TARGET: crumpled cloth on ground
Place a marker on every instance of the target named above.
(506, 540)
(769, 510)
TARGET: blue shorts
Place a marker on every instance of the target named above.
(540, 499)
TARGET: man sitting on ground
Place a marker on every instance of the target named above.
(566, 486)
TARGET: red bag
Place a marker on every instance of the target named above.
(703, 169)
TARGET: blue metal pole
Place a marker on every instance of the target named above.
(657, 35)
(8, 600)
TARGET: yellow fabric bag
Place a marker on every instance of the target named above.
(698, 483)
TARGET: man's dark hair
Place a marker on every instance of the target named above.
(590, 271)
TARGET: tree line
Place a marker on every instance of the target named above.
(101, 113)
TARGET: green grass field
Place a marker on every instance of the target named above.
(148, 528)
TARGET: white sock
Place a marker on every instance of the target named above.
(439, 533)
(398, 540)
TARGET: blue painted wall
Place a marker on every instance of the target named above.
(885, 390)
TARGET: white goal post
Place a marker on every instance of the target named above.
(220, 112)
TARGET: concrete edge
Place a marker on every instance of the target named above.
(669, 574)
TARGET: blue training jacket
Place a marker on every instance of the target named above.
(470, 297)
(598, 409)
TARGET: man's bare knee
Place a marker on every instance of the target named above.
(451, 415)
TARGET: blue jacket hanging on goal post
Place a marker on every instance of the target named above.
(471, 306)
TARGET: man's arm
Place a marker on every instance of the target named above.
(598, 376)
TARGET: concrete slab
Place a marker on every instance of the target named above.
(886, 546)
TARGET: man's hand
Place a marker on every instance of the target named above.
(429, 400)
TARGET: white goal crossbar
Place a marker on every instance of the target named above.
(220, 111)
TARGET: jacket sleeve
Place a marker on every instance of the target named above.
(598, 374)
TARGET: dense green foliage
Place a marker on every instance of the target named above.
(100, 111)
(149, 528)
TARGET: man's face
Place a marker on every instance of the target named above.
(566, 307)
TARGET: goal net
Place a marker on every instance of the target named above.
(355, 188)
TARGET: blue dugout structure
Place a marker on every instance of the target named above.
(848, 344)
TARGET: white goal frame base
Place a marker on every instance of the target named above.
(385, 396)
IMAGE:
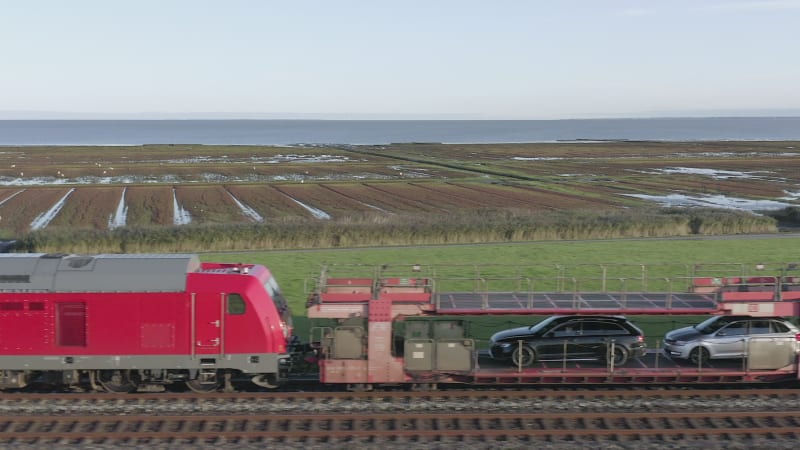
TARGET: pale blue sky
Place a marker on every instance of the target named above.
(491, 59)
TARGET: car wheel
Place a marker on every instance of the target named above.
(523, 356)
(699, 356)
(619, 356)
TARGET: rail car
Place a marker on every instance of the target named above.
(130, 322)
(386, 329)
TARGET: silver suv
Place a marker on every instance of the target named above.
(722, 337)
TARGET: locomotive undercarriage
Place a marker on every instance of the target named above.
(125, 374)
(127, 380)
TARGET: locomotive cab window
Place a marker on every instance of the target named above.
(236, 304)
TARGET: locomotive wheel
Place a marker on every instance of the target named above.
(618, 357)
(523, 356)
(202, 387)
(116, 381)
(699, 356)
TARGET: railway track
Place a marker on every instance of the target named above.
(622, 418)
(397, 426)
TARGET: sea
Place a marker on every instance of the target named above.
(380, 132)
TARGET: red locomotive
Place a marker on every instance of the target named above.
(130, 322)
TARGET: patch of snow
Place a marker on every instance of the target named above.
(44, 219)
(537, 158)
(276, 159)
(120, 217)
(318, 213)
(714, 201)
(179, 215)
(246, 210)
(713, 173)
(789, 196)
(12, 196)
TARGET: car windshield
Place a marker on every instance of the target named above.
(542, 325)
(713, 324)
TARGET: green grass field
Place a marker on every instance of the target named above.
(295, 269)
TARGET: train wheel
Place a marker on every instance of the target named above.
(202, 387)
(116, 380)
(699, 356)
(523, 356)
(359, 387)
(618, 356)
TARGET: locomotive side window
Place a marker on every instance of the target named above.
(71, 324)
(236, 304)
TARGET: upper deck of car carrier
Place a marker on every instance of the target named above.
(610, 289)
(376, 335)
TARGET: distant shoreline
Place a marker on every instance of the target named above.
(316, 132)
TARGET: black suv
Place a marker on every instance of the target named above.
(570, 337)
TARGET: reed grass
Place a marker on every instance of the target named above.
(367, 230)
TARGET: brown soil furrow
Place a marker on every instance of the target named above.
(88, 207)
(209, 204)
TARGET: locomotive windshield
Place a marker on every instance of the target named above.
(280, 301)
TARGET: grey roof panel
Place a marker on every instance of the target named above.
(96, 273)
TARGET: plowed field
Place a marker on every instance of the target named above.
(82, 187)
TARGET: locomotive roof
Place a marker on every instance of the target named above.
(44, 272)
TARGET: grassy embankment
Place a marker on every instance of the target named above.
(466, 227)
(294, 269)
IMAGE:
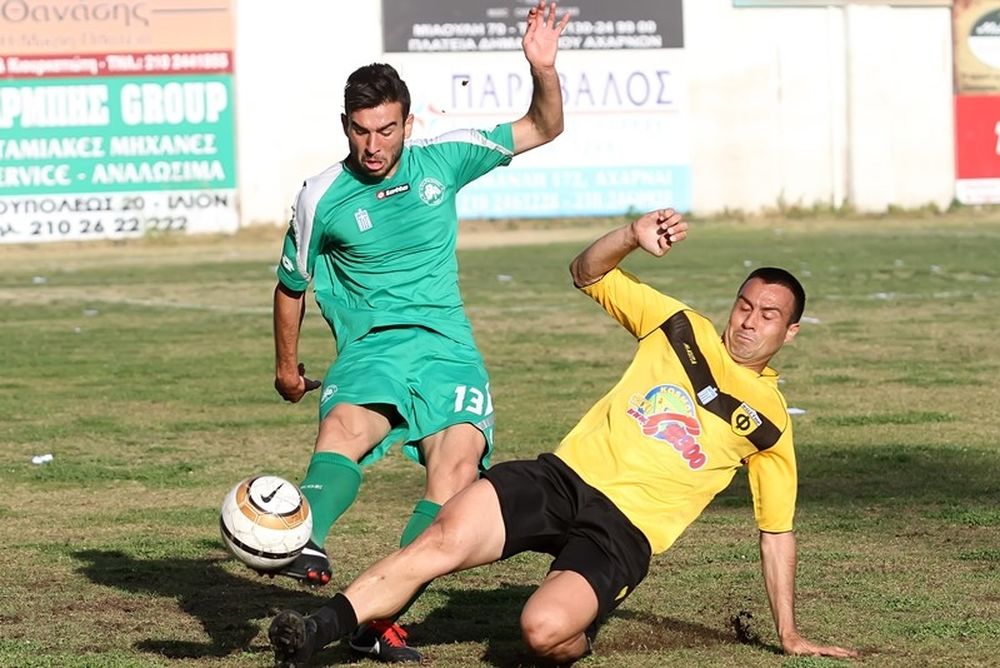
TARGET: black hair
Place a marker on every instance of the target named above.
(776, 275)
(373, 85)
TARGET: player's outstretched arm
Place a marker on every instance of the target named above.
(778, 560)
(544, 120)
(655, 232)
(289, 375)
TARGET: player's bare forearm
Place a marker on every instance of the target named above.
(289, 308)
(778, 561)
(655, 232)
(603, 255)
(544, 120)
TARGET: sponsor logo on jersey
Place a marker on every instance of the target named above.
(363, 220)
(667, 413)
(395, 190)
(707, 394)
(431, 191)
(744, 420)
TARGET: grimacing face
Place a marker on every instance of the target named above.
(758, 324)
(375, 136)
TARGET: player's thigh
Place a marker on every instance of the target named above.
(451, 387)
(353, 430)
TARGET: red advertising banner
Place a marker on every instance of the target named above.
(976, 30)
(977, 149)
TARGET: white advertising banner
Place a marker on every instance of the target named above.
(625, 146)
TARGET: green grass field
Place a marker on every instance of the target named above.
(145, 369)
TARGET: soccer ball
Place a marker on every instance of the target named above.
(265, 522)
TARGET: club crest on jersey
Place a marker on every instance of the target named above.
(667, 413)
(395, 190)
(744, 420)
(431, 191)
(363, 220)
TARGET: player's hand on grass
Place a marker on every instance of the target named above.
(541, 37)
(293, 387)
(657, 231)
(799, 646)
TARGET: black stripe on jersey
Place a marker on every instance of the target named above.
(680, 334)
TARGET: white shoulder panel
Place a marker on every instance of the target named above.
(464, 136)
(305, 212)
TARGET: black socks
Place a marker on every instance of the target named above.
(334, 620)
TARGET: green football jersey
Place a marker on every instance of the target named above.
(383, 254)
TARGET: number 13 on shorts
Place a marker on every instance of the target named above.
(470, 399)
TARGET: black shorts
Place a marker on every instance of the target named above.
(548, 508)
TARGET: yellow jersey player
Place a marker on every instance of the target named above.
(639, 467)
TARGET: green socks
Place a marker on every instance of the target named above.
(331, 485)
(423, 514)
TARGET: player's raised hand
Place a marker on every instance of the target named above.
(657, 231)
(293, 388)
(541, 37)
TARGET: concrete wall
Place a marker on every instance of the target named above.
(801, 106)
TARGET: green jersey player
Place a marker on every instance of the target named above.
(375, 234)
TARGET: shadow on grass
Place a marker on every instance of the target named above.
(227, 607)
(491, 617)
(907, 473)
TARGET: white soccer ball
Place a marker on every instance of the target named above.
(265, 522)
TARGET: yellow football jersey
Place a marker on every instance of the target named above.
(672, 432)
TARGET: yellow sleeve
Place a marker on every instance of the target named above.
(636, 306)
(774, 484)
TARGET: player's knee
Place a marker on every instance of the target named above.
(344, 432)
(546, 633)
(448, 478)
(440, 543)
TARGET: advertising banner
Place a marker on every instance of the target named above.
(840, 3)
(976, 26)
(116, 119)
(497, 25)
(625, 144)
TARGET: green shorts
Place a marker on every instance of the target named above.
(433, 382)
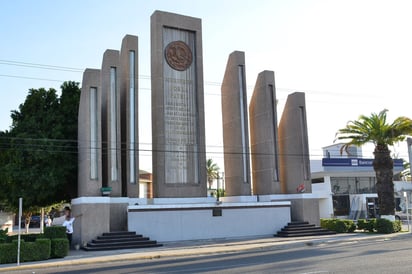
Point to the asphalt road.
(381, 256)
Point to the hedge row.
(35, 247)
(383, 226)
(338, 225)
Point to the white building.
(345, 183)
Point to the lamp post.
(407, 207)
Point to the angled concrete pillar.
(111, 122)
(235, 127)
(89, 135)
(178, 128)
(293, 146)
(129, 116)
(264, 136)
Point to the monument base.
(189, 221)
(304, 206)
(176, 219)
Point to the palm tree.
(212, 171)
(376, 130)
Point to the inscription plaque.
(178, 55)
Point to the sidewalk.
(196, 248)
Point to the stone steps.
(120, 240)
(302, 229)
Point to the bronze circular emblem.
(178, 55)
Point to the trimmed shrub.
(53, 232)
(350, 225)
(59, 247)
(384, 226)
(3, 235)
(397, 226)
(338, 225)
(329, 224)
(367, 225)
(8, 253)
(24, 237)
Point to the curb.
(196, 248)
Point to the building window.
(341, 205)
(353, 185)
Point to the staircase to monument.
(120, 240)
(302, 229)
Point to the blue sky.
(349, 57)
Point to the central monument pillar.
(178, 128)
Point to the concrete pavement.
(200, 247)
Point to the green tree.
(38, 156)
(375, 129)
(212, 172)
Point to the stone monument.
(264, 136)
(90, 135)
(129, 116)
(235, 127)
(178, 128)
(294, 160)
(111, 139)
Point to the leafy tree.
(38, 155)
(212, 172)
(375, 129)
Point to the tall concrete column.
(111, 141)
(129, 116)
(178, 128)
(294, 147)
(264, 136)
(89, 135)
(235, 127)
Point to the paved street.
(352, 255)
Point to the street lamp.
(407, 207)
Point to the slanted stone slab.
(264, 136)
(178, 128)
(235, 127)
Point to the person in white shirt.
(68, 223)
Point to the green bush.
(8, 253)
(384, 226)
(3, 235)
(24, 237)
(59, 247)
(338, 225)
(53, 232)
(367, 225)
(329, 224)
(397, 226)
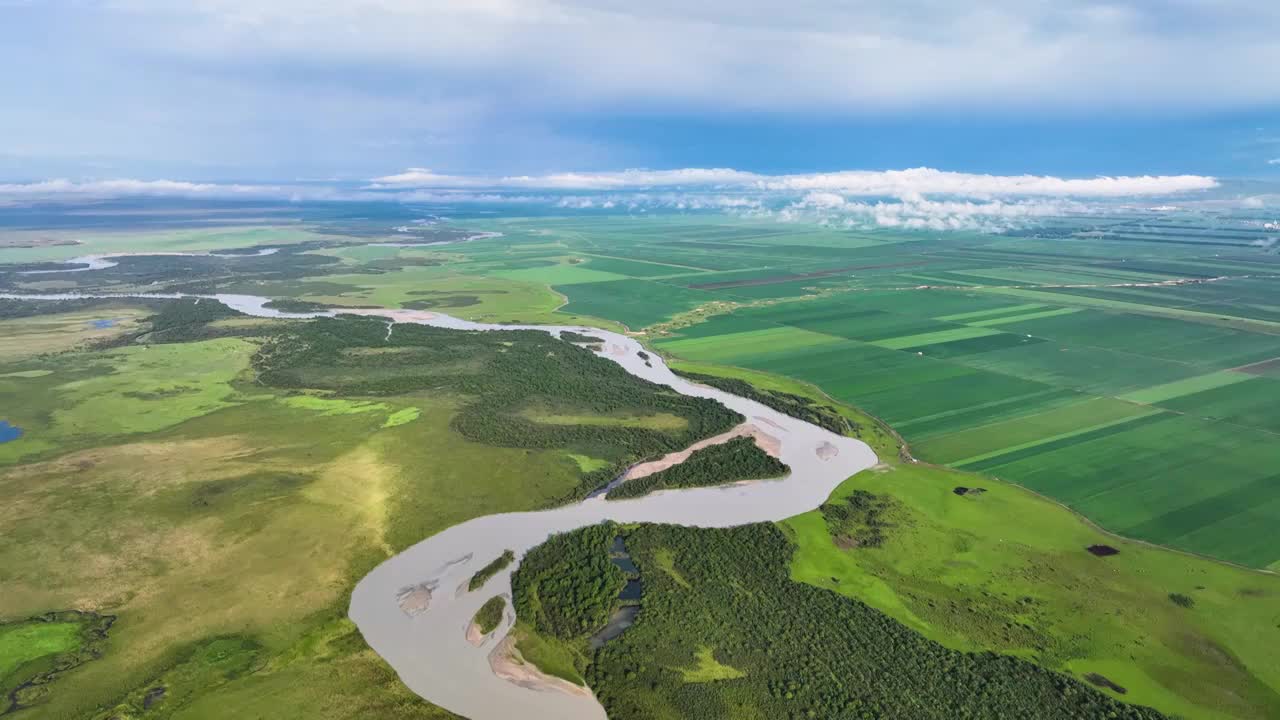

### [PROMPT]
From the listing, copy every line where the string "face" appears.

### [OUTPUT OF THE TASK]
TARGET: man's face
TARGET: grimacing face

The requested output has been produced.